* _ASSIGNMENT_
Restate the whole of the data verbatim, omitting nothing.

------------------------------------------------

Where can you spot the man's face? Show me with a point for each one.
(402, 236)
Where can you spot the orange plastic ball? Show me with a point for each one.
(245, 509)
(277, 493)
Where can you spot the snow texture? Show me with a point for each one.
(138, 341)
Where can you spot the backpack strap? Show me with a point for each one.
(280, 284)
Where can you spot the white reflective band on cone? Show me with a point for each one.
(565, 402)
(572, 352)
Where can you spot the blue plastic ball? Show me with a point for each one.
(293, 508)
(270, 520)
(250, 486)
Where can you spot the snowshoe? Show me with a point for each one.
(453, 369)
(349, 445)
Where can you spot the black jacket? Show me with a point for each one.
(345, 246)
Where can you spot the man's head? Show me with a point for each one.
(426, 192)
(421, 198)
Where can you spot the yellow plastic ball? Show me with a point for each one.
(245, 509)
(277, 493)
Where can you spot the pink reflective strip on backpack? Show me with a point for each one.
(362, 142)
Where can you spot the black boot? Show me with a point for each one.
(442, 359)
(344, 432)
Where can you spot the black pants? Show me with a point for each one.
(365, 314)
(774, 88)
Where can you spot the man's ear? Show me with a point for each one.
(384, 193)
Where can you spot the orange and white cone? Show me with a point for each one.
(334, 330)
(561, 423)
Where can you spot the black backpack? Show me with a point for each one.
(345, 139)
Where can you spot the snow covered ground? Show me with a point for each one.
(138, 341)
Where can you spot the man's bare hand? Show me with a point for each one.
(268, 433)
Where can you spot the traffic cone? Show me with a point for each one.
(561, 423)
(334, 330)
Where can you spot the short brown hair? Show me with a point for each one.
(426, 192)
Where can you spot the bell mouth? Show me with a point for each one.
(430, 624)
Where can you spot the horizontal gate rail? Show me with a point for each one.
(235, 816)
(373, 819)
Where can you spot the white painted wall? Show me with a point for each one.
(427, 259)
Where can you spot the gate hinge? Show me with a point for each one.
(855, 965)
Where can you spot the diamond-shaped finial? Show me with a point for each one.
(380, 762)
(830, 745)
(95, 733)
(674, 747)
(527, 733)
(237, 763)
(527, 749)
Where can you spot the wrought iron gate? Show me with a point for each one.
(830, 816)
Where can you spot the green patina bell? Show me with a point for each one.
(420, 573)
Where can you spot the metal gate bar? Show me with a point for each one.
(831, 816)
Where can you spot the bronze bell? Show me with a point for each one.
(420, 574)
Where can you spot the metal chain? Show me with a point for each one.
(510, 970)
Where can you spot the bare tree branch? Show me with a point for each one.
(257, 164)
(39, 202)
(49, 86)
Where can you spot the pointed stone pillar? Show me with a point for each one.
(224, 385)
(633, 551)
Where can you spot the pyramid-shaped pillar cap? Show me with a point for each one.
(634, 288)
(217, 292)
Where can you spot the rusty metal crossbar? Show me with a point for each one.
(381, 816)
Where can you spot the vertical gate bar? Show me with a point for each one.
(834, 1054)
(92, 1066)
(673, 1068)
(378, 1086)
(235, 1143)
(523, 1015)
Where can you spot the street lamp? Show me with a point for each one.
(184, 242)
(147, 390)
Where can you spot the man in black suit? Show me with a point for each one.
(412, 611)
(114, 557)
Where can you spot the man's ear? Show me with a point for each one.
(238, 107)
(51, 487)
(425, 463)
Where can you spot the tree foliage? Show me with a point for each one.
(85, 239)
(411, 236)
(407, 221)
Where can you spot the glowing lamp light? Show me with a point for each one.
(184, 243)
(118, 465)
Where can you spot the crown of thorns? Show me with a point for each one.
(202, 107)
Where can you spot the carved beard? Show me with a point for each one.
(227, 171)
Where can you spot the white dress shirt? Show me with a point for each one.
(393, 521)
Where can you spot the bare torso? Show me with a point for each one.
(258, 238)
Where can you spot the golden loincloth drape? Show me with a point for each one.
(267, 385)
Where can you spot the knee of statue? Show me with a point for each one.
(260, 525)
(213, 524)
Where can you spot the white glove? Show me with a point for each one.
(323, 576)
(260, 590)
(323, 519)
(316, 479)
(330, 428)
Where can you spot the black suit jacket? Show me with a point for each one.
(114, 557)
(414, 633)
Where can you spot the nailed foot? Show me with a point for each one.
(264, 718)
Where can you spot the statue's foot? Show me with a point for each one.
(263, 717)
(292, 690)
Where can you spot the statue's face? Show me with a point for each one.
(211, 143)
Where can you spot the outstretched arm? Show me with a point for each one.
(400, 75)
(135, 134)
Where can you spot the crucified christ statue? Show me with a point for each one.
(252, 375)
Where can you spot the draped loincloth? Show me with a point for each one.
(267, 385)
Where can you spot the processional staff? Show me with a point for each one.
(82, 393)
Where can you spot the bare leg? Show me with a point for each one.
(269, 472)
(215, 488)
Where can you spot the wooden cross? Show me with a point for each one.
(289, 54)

------------------------------------------------

* _SOLVED PROBLEM_
Where can you spot the man's face? Show me with a point for each one.
(402, 236)
Where can you spot the orange plastic ball? Show me with a point for each one.
(245, 509)
(277, 493)
Where can you spot the snow texture? Show me with a point for each one.
(138, 341)
Where can you spot the backpack strap? Show me with a point for each one.
(280, 284)
Where can you spot the white reflective band on cone? Show me with a point for each one.
(565, 402)
(572, 352)
Where can you spot the blue plastic ball? Show me with a point for each one.
(293, 508)
(270, 520)
(250, 486)
Where can you spot the snowshoe? Show me with a point for each one.
(453, 369)
(349, 445)
Where can you spot the black jacket? Show me with a point for each one.
(345, 246)
Where can you spot the man's head? Show me with a point for each one.
(426, 192)
(421, 198)
Where can you spot the yellow plastic ball? Show me with a point for each one.
(245, 509)
(277, 493)
Where can you spot the pink reflective strip on backpack? Show me with a point for each one.
(362, 142)
Where can you spot the black boot? Show me with a point for each one.
(442, 359)
(344, 432)
Where can you spot the black pants? Show me with a point for each one.
(365, 314)
(774, 88)
Where can you spot the man's ear? Show me with a point for each one.
(384, 193)
Where can you spot the orange and white cone? Show me with a point for each one.
(334, 330)
(561, 423)
Where can you spot the black backpack? Show me with a point for each one.
(345, 139)
Where can you spot the snow covered ground? Show me with a point for each one.
(138, 341)
Where can you spot the man's bare hand? Show me with a point for each one.
(268, 433)
Where can you spot the traffic cone? Show me with a point for each one.
(561, 423)
(334, 330)
Where can you spot the short brown hair? Show me with a point for each one.
(426, 192)
Where can you spot the bell mouth? Show me with a point for each one.
(430, 624)
Where can you spot the horizontal gate rail? Show me with a point for each one.
(235, 816)
(373, 819)
Where can you spot the white painted wall? Show me with a point for each one.
(427, 259)
Where can you spot the gate hinge? Show me with a point for each one.
(855, 965)
Where can you spot the diamond-shaped finial? Show me with a point for each one.
(380, 762)
(830, 745)
(95, 733)
(674, 747)
(527, 733)
(237, 763)
(527, 749)
Where can you spot the wrought iron gate? Show me with a point for each one.
(830, 816)
Where can you spot the green patina bell? Show me with a point for each one.
(420, 573)
Where can you spot the metal gate bar? Show me with a point for each one.
(831, 816)
Where can you spot the bronze bell? Show me with a point for each one.
(420, 574)
Where can you spot the metal chain? Show me with a point for each one.
(510, 970)
Where can you spot the bare tree branch? Show me with a point for each one.
(257, 164)
(39, 202)
(49, 86)
Where can you spot the pointed stone pillar? Show me with a point for each one.
(224, 385)
(633, 551)
Where can you spot the pyramid-shaped pillar cap? Show me with a point for each one.
(634, 288)
(217, 292)
Where can you spot the rusty metal crossbar? Show me with a point for each one.
(381, 816)
Where can you spot the vertical gate bar? Show me with a point for each one.
(834, 1054)
(92, 1066)
(673, 1068)
(378, 1086)
(235, 1143)
(523, 1015)
Where can you spot the street lamp? Show me with a point for each one.
(184, 242)
(147, 390)
Where can you spot the man in black suit? Show me with a point for each one.
(412, 611)
(114, 557)
Where can you spot the man's ear? Show me with a point for each one.
(238, 107)
(51, 487)
(425, 463)
Where can you spot the tree foliage? Show me with a point for each one.
(85, 239)
(411, 236)
(407, 221)
Where can you spot the glowing lamp light? Show me with a point for each one.
(184, 243)
(118, 465)
Where can you spot the crown of thorns? Show me with a point for each one.
(202, 107)
Where can you spot the carved beard? Show me with a point for each one.
(227, 171)
Where can you spot the white dress shirt? Show me with a point for each one.
(393, 521)
Where can you spot the bare torso? Show me with a point for each one.
(258, 238)
Where can you spot the golden loincloth drape? Show me with a point for each one.
(267, 385)
Where can you spot the knee of statue? Show me with a point for each one.
(260, 525)
(213, 524)
Where can you spot the white glove? Show me with a point for each one.
(323, 576)
(260, 590)
(323, 519)
(316, 479)
(330, 428)
Where can you spot the black suit jacket? Show me with a point for each one.
(114, 557)
(414, 633)
Where can you spot the nailed foot? Show me with a point for each one.
(264, 718)
Where can you spot the statue's foot? Show me with a point for each one.
(263, 717)
(292, 690)
Where can you spot the statue's face? Show me with a point for each one.
(211, 143)
Where can you spot the outstretched arm? Show me with a point for each one.
(400, 75)
(135, 134)
Where can you spot the crucified christ statue? Show me with a point for each one.
(252, 375)
Where can you spot the draped loincloth? Show me with a point for each one.
(267, 385)
Where can you spot the processional staff? Show me with a point for each one.
(82, 393)
Where can you spot the bare leg? Show me with a point for each one.
(269, 472)
(215, 488)
Where can you spot the wooden cross? Show me with a point for each one.
(289, 54)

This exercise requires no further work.